*PROMPT*
Below is a block of data; give all of it again word for word.

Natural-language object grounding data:
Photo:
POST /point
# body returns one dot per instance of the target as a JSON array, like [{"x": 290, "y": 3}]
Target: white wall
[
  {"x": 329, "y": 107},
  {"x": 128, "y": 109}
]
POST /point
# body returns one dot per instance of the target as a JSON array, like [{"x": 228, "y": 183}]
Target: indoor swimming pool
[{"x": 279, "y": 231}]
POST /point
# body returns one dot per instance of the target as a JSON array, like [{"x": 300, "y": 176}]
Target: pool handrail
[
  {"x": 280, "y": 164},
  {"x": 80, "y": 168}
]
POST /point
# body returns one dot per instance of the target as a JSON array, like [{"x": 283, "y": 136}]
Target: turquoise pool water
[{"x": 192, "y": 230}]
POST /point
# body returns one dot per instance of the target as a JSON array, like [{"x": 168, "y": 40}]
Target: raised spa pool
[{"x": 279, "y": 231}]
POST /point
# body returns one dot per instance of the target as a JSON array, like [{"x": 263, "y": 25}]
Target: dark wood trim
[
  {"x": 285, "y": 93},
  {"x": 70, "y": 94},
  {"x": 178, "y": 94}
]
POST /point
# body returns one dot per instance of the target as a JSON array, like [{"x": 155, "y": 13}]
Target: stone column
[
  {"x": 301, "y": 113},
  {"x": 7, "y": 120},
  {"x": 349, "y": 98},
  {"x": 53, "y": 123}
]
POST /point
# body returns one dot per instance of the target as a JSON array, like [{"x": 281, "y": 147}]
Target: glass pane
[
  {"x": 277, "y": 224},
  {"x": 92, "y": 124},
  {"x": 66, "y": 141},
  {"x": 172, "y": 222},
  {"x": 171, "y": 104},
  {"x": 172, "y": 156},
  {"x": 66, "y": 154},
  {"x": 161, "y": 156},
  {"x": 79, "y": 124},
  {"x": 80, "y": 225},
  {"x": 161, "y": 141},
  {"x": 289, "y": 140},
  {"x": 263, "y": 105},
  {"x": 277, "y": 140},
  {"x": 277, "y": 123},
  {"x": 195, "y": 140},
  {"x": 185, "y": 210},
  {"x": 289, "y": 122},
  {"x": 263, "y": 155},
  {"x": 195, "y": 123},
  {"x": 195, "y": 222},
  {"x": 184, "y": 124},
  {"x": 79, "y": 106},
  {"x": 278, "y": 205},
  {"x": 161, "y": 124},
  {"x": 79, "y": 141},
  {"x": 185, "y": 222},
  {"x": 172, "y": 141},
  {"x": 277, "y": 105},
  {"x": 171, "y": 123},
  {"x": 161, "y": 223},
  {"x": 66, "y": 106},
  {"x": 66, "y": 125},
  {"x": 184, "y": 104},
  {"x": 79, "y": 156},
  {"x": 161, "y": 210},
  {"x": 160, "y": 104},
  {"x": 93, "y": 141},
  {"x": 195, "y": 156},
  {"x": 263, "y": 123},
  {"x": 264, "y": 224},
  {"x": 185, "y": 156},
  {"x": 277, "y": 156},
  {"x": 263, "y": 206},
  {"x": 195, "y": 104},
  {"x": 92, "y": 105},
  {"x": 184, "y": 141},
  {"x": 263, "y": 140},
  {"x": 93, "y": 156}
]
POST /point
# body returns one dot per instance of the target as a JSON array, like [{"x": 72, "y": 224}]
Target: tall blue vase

*EXERCISE SOLUTION*
Photo:
POST /point
# body returns one dot per instance of the target as a JSON array, like [{"x": 290, "y": 3}]
Target: white wall
[
  {"x": 329, "y": 107},
  {"x": 128, "y": 109}
]
POST /point
# body returns one dot per instance of the target as a JSON array, like [{"x": 228, "y": 183}]
Target: indoor swimming pool
[{"x": 279, "y": 231}]
POST /point
# body returns one dot per instance of the target as a JSON array, like [{"x": 300, "y": 176}]
Target: pool handrail
[
  {"x": 280, "y": 164},
  {"x": 80, "y": 168}
]
POST /point
# body returns one dot per instance of the target as a JSON array, like [{"x": 283, "y": 136}]
Target: turquoise pool water
[{"x": 192, "y": 230}]
POST /point
# body returns one dot per instance of the target as a JSON array, like [{"x": 168, "y": 40}]
Target: raised spa pool
[{"x": 279, "y": 231}]
POST /point
# body returns one dot per instance of the target as a JSON array, like [{"x": 263, "y": 25}]
Target: dark wood trim
[
  {"x": 285, "y": 93},
  {"x": 70, "y": 94},
  {"x": 178, "y": 94}
]
POST /point
# body returns one dot per instance of the target as a JSON array, like [{"x": 155, "y": 13}]
Target: stone column
[
  {"x": 301, "y": 113},
  {"x": 7, "y": 120},
  {"x": 349, "y": 98},
  {"x": 53, "y": 123}
]
POST /point
# body returns one dot per instance of the target as a JSON array, like [{"x": 281, "y": 147}]
Target: glass pane
[
  {"x": 277, "y": 224},
  {"x": 92, "y": 124},
  {"x": 66, "y": 141},
  {"x": 172, "y": 222},
  {"x": 171, "y": 104},
  {"x": 172, "y": 156},
  {"x": 66, "y": 154},
  {"x": 161, "y": 156},
  {"x": 79, "y": 124},
  {"x": 80, "y": 225},
  {"x": 161, "y": 141},
  {"x": 289, "y": 140},
  {"x": 263, "y": 105},
  {"x": 277, "y": 140},
  {"x": 277, "y": 123},
  {"x": 195, "y": 140},
  {"x": 185, "y": 210},
  {"x": 289, "y": 122},
  {"x": 263, "y": 155},
  {"x": 195, "y": 123},
  {"x": 195, "y": 222},
  {"x": 184, "y": 124},
  {"x": 79, "y": 106},
  {"x": 278, "y": 205},
  {"x": 161, "y": 124},
  {"x": 79, "y": 141},
  {"x": 185, "y": 222},
  {"x": 172, "y": 141},
  {"x": 277, "y": 105},
  {"x": 171, "y": 123},
  {"x": 161, "y": 223},
  {"x": 66, "y": 106},
  {"x": 66, "y": 125},
  {"x": 184, "y": 104},
  {"x": 79, "y": 156},
  {"x": 161, "y": 210},
  {"x": 160, "y": 104},
  {"x": 93, "y": 141},
  {"x": 195, "y": 156},
  {"x": 263, "y": 123},
  {"x": 264, "y": 224},
  {"x": 185, "y": 156},
  {"x": 277, "y": 156},
  {"x": 263, "y": 206},
  {"x": 195, "y": 104},
  {"x": 92, "y": 105},
  {"x": 184, "y": 141},
  {"x": 263, "y": 140},
  {"x": 93, "y": 156}
]
POST /point
# body returns one dot per instance of the target as a JSON array, like [{"x": 72, "y": 224}]
Target: tall blue vase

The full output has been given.